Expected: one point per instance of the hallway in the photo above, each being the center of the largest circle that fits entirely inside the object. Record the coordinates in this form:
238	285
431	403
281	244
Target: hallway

* * * * * * * * *

▶ [What you should do]: Copy the items above verbatim, keeping every line and its order unchanged.

▶ [The output]:
Expected: one point per instance of the hallway in the photo above, each being the center of the largest circle that fits entirely inside the object. Record the coordinates in this form:
238	285
431	403
281	244
Target: hallway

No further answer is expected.